§ **Instructions to follow**
Reproduce the records below exactly as they appear.

(Location identification entries)
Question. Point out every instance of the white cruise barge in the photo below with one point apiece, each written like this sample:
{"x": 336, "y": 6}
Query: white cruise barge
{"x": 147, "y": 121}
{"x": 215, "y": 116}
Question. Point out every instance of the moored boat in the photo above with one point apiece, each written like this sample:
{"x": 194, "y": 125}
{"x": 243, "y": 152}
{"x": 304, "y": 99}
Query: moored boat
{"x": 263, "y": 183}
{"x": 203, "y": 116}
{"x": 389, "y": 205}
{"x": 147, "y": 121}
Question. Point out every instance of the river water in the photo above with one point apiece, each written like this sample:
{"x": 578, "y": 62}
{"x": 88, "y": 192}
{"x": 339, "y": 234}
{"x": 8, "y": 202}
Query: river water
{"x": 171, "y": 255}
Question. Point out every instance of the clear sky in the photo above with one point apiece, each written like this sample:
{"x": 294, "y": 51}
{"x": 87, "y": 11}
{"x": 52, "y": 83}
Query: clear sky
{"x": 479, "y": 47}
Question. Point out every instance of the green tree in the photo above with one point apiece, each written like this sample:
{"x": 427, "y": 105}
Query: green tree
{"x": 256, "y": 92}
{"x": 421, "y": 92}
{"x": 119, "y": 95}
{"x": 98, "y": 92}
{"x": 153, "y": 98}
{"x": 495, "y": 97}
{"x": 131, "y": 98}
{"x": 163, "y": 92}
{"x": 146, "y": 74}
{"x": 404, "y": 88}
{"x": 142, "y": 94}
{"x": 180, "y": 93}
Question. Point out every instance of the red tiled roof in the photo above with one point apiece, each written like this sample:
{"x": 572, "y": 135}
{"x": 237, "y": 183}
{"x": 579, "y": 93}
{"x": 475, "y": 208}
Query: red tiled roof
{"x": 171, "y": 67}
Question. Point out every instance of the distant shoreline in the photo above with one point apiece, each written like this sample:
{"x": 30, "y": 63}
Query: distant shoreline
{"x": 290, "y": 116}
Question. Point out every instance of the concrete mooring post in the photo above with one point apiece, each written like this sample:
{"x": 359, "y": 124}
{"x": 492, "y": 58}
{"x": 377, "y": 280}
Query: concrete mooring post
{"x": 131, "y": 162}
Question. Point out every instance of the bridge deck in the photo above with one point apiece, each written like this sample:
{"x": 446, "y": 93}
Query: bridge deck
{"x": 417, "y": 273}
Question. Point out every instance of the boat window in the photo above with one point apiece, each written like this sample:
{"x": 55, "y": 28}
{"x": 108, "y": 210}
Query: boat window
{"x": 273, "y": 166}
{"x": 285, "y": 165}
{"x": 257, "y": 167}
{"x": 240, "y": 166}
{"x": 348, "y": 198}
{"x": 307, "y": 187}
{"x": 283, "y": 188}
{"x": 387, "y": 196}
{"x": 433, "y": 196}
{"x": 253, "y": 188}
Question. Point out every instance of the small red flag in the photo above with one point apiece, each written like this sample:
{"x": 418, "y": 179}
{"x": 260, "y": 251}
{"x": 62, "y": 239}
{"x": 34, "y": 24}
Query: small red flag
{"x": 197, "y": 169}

§ **Exercise response**
Question. Point out every instance of the white cruise barge in the photo below with one point apiece, each written like this sample:
{"x": 336, "y": 6}
Query: white cruise barge
{"x": 147, "y": 121}
{"x": 215, "y": 116}
Question. Point out every instance of the moored boat in the photo above with one point apiece, each written like this sample:
{"x": 194, "y": 125}
{"x": 243, "y": 152}
{"x": 304, "y": 99}
Query: moored boat
{"x": 263, "y": 183}
{"x": 203, "y": 116}
{"x": 389, "y": 205}
{"x": 147, "y": 121}
Question. Point out every instance of the river water in the photo above with one point apiece, each written like this sample:
{"x": 578, "y": 62}
{"x": 88, "y": 192}
{"x": 339, "y": 234}
{"x": 8, "y": 202}
Query: river water
{"x": 171, "y": 255}
Question. Point out every instance of the clear sky in the photo above with one point apiece, each written like this sample:
{"x": 294, "y": 51}
{"x": 87, "y": 11}
{"x": 52, "y": 83}
Query: clear sky
{"x": 479, "y": 47}
Question. Point out every instance of the green tree in the photo above with one point apiece, each written like this sample:
{"x": 427, "y": 105}
Query: green tree
{"x": 256, "y": 92}
{"x": 421, "y": 92}
{"x": 119, "y": 95}
{"x": 98, "y": 92}
{"x": 153, "y": 98}
{"x": 495, "y": 97}
{"x": 131, "y": 98}
{"x": 163, "y": 92}
{"x": 146, "y": 74}
{"x": 404, "y": 88}
{"x": 142, "y": 94}
{"x": 180, "y": 93}
Question. Point out every instance of the red tiled roof in the photo above with one point apiece, each written like this sample:
{"x": 572, "y": 135}
{"x": 237, "y": 183}
{"x": 579, "y": 93}
{"x": 475, "y": 208}
Query: red tiled roof
{"x": 171, "y": 67}
Question. Point out every instance of the distant shoreline in the photo above with one point apiece, each written like this sample:
{"x": 30, "y": 63}
Query: distant shoreline
{"x": 290, "y": 116}
Question. Point out every instance of the concrete mooring post in the photo above with one point apiece, each written like this sample:
{"x": 359, "y": 124}
{"x": 492, "y": 58}
{"x": 377, "y": 280}
Query: concrete mooring post
{"x": 131, "y": 162}
Question. Point out every instance of the bridge deck in the photo above with one point apiece, each written like this sample:
{"x": 446, "y": 93}
Query: bridge deck
{"x": 417, "y": 273}
Question. Point out every instance of the boat window in the photo above with one point apiece, each written like this sample:
{"x": 55, "y": 28}
{"x": 108, "y": 210}
Query: boat window
{"x": 273, "y": 166}
{"x": 285, "y": 165}
{"x": 257, "y": 167}
{"x": 240, "y": 166}
{"x": 348, "y": 198}
{"x": 307, "y": 187}
{"x": 283, "y": 188}
{"x": 387, "y": 196}
{"x": 433, "y": 196}
{"x": 253, "y": 188}
Question. Point out every instance of the small red flag in the photo above with one point apiece, each written like this sample:
{"x": 418, "y": 179}
{"x": 260, "y": 251}
{"x": 62, "y": 239}
{"x": 34, "y": 24}
Query: small red flag
{"x": 197, "y": 169}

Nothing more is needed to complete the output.